CONSIGNE 1:
Relevez, dans l'ordre où ils apparaissent, tous les groupes autres que Grand Funk que nomme l'article sur Grand Funk.
CONSIGNE 2:
Rédigez la suite de l'article sur Grand Funk en reprenant juste après sa dernière phrase.

ARTICLE:
Du grand bruit ... pour pas grand-chose ?
Difficile de s’imaginer en écoutant cette compile
foireuse que Grand Funk (initialement Grand Funk Railroad) fut un groupe qui
mettait l’Amérique du début des 70’s à genoux à coups d’incessantes tournées
triomphales. Difficile de croire, et c’est pourtant vrai, qu’en 1970, ils
furent ceux qui vendirent le plus de disques, plus par exemple que la
formidable machine à singles qu’était Creedence Clearwater Revival.
Grand Funk, c’est le groupe quelconque de tous les excès.
Il me semble qu’ils furent un jour désignés par le Guiness Book comme le groupe
le plus bruyant de tous les temps, avant que d’autres fassent mieux, ou tout au
moins plus fort. Dans un monde où le rock de plus en plus heavy convertissait
chaque jour des cohortes de nouveaux adeptes, Grand Funk a poussé le volume des
amplis à onze, devenant à lui seul le Spinal Tap band originel.
Une carrière commencée sous les auspices des Marshall
bourdonnants, dans le sillage de Blue Cheer, Vanilla Fudge et autres Iron
Butterfly. Et là où tous les ancêtres du métal hurlant se sont cramés dans la
drogue et son corollaire (les interminables jams bluesy auto-complaisantes),
les Grand Funk, certes d’une hygiène de vie qui sans être irréprochable était
moins destroy, sont devenus une redoutable machine à enquiller des morceaux de
trois minutes avec un « gros son ». Méprisés par tous ceux qui
voulaient d’un rock « engagé » ou du moins signifiant, ils ont rempli
toutes les arènes du Midwest, en agitant tous les plus gros colifichets d’un
patriotisme assez rance mais populairement (très) porteur.

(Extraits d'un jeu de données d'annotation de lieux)
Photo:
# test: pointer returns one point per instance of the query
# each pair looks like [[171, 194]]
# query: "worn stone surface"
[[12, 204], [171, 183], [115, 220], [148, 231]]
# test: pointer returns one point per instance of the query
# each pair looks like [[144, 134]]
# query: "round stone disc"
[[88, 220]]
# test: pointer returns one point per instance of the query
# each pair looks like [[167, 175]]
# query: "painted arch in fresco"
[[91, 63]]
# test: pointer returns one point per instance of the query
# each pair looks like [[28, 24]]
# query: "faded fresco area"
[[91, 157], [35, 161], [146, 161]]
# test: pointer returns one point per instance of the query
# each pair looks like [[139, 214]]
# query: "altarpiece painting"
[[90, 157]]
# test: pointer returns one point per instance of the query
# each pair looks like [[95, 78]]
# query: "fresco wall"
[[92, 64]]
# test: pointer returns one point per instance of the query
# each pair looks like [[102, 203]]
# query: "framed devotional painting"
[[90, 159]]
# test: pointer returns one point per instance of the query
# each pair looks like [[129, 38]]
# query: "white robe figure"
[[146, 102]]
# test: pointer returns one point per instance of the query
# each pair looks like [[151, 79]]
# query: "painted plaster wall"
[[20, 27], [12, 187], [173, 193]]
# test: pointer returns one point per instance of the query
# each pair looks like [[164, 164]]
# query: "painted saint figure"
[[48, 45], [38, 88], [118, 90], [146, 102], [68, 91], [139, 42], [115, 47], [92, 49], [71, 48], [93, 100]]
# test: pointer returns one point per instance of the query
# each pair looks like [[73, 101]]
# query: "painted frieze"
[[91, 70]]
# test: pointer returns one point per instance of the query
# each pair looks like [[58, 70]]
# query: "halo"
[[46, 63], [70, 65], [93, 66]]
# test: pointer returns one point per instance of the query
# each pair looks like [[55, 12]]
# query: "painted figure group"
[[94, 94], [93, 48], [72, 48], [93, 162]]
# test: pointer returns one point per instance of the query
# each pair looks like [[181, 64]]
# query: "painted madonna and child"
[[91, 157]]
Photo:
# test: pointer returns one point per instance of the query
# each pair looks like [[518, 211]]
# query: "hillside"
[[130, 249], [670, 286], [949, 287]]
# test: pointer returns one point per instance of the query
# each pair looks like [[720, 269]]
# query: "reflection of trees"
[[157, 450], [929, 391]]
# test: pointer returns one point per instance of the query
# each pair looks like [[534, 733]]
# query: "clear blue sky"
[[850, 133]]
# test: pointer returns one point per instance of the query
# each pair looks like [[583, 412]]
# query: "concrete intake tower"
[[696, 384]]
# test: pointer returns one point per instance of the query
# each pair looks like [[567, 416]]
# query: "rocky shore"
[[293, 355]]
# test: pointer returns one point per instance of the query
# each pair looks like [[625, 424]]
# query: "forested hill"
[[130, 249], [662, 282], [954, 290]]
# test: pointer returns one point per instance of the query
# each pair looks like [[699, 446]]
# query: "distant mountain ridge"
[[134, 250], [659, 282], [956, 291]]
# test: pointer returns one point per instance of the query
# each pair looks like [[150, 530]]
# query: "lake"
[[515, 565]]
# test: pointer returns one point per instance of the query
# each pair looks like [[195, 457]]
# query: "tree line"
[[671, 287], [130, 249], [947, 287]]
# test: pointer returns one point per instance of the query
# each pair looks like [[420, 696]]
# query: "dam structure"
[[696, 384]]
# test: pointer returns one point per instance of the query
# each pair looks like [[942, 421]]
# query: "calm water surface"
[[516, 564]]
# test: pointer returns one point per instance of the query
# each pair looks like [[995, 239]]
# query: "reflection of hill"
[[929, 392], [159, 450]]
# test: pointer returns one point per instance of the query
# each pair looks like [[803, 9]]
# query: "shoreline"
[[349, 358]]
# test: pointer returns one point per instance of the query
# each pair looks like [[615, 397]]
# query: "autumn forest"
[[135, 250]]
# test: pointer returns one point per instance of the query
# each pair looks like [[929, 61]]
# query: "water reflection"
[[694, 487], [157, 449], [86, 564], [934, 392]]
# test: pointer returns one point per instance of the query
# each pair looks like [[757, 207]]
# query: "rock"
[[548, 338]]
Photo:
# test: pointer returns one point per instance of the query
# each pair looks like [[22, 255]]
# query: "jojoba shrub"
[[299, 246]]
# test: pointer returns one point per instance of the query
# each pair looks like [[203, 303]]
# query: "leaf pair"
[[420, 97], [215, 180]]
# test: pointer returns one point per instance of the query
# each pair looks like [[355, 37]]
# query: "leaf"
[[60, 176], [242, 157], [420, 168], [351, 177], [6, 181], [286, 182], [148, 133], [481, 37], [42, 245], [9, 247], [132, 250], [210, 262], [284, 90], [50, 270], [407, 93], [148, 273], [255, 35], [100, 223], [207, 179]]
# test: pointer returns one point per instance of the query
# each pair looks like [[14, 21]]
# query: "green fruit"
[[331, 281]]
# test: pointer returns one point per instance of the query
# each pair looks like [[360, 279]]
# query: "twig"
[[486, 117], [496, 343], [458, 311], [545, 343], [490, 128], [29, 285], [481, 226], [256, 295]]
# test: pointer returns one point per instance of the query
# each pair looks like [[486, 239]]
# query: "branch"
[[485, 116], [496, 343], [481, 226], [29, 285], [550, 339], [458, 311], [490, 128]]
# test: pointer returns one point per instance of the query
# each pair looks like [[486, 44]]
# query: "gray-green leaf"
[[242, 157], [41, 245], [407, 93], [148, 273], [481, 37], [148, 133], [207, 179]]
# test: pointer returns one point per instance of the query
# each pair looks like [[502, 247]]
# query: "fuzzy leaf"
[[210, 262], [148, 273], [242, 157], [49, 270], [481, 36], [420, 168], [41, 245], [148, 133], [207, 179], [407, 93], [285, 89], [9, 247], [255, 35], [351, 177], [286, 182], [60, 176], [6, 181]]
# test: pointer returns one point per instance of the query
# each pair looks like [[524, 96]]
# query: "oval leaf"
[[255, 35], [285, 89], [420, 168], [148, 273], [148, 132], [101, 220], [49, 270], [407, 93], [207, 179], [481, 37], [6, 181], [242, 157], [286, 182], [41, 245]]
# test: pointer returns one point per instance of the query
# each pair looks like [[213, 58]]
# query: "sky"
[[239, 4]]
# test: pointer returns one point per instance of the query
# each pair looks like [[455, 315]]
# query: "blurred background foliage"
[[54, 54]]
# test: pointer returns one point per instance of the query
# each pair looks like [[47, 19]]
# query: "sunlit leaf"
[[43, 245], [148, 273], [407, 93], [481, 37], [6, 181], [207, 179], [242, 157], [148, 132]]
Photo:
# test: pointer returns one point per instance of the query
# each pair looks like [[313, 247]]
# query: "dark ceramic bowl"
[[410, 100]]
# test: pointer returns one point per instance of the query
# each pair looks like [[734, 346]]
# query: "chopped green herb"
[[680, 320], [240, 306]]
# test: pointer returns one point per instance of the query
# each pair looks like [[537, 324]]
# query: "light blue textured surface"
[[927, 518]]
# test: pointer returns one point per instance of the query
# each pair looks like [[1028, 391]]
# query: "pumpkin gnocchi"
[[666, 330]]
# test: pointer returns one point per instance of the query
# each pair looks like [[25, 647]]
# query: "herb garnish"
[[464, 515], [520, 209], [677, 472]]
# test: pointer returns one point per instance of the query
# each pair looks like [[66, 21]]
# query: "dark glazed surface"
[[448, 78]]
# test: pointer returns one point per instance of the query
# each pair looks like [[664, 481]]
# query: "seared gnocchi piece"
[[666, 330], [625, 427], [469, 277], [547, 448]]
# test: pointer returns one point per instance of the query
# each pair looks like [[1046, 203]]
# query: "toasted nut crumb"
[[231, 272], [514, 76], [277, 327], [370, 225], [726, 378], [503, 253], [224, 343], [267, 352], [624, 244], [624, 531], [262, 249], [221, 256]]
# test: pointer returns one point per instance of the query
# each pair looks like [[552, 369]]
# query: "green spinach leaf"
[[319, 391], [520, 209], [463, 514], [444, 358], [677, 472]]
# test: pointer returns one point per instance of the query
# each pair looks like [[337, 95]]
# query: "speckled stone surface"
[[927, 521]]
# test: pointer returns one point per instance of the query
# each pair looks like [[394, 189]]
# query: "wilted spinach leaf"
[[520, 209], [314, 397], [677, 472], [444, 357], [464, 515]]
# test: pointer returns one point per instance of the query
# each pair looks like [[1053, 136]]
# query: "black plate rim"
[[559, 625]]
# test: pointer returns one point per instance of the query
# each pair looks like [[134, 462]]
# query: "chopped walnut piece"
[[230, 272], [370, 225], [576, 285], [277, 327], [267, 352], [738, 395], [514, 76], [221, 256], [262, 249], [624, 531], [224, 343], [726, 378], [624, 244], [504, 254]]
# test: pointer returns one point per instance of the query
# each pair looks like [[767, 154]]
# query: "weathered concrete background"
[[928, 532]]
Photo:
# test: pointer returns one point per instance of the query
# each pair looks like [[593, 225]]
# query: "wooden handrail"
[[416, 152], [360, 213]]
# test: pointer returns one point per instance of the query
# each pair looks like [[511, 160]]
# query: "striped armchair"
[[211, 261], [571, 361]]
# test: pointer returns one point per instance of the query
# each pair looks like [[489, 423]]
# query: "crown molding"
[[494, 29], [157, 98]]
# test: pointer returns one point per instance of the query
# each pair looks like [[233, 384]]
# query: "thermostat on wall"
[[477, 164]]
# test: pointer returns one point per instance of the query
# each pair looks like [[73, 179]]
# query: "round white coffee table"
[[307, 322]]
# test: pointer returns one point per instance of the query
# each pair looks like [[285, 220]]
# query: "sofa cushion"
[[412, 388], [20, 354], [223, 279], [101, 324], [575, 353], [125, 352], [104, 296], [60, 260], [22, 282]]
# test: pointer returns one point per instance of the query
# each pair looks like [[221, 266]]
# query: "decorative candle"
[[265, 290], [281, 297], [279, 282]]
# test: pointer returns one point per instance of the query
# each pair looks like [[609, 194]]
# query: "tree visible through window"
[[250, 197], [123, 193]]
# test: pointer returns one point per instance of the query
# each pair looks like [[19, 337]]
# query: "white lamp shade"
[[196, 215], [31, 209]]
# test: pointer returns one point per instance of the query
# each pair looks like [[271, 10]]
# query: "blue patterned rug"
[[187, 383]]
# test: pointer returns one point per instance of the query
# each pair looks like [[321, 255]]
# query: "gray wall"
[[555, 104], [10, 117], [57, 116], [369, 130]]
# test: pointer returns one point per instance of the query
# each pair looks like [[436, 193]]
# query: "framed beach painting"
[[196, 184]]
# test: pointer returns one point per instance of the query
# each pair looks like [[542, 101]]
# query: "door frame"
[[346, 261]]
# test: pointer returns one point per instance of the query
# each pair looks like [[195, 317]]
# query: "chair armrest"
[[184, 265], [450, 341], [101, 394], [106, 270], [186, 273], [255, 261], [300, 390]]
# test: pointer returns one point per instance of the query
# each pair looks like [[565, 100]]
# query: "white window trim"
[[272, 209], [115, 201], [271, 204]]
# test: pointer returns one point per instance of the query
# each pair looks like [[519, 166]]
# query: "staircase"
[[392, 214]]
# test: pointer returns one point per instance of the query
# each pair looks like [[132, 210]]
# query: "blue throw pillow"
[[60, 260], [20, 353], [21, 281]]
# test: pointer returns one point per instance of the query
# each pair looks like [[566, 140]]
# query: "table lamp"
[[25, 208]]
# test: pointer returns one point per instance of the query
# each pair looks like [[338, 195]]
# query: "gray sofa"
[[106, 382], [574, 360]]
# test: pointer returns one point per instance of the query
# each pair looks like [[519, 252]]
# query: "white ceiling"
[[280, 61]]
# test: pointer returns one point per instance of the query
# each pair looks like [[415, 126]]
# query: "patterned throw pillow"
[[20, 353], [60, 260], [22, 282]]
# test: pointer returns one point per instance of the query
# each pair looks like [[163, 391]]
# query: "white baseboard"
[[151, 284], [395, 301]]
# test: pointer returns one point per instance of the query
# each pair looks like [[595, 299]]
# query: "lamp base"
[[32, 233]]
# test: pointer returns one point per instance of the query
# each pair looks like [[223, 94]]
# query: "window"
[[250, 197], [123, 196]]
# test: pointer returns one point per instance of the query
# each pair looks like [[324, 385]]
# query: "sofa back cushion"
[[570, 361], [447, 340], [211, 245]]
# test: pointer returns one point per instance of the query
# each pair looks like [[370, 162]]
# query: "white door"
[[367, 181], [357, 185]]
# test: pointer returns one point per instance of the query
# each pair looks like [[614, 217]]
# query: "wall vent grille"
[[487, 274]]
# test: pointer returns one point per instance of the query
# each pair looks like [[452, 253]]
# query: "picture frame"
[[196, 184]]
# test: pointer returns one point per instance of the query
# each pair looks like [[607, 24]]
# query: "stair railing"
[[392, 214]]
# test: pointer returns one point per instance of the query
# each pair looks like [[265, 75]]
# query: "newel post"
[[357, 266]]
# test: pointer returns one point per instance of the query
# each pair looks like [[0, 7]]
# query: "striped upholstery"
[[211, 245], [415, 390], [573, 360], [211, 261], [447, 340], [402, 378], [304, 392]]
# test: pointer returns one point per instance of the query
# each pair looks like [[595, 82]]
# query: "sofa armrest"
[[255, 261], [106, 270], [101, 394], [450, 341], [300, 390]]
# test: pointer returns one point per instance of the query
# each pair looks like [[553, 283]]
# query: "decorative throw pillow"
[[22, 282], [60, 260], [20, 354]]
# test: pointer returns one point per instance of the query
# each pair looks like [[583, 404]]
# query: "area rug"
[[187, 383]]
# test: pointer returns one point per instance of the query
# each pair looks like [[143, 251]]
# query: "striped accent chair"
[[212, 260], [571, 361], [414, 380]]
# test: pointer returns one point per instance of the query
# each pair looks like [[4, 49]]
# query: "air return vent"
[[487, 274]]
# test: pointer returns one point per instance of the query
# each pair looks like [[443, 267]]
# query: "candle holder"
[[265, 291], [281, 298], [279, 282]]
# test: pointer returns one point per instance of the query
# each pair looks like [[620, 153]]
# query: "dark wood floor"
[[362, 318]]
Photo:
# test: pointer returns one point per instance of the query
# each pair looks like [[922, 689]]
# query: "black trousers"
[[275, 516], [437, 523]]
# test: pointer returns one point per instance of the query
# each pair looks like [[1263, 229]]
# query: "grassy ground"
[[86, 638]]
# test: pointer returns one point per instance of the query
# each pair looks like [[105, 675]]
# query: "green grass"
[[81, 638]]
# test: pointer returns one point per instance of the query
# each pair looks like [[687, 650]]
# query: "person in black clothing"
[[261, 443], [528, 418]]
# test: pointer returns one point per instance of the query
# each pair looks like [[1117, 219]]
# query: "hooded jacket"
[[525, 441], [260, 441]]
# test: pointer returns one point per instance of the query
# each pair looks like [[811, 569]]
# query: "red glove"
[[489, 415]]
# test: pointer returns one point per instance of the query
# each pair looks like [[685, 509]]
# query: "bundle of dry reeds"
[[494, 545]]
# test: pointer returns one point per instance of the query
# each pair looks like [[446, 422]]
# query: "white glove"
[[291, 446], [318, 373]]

RÉPONSE 1:
Creedence Clearwater Revival, Spinal Tap, Blue Cheer, Vanilla Fudge, Iron Butterfly

RÉPONSE 2:
Face aux Anglais, qu’ils soient maquillés glam (T.Rex,
Bowie, Roxy), ou oeuvrant dans un registre beaucoup plus heavy (Led Zep, qui
tournait triomphalement et sans relâche aux States), les Grand Funk se sont
posés en héros, le groupe de « vrais américains » qui font du
rock. Pas un hasard si leur titre le plus connu est « (We’re an) American
band »), scandaleusement absent de cette compile, tout comme leur bonne
reprise du « Locomotion » de Little Eva.
Parce que justement, cette compile, elle est très moche.
Parue en 1992, à l’heure où le Cd commençait à dépasser le vinyle en termes de
ventes, elle est dotée d’un son catastrophique, d’un visuel comment dire …
ignoble (insistant sur le fait qu’il y a sur cette curieuse galette aux reflets
d’argent 2 fois plus, oui vous avez bien lu, Mesdames et messieurs, 2 fois plus
de musique que sur un 33T) ; elle est dotée également de pas de livret, et
oublie des titres essentiels, tout en alignant les autres dans un joyeux bordel
non chronologique.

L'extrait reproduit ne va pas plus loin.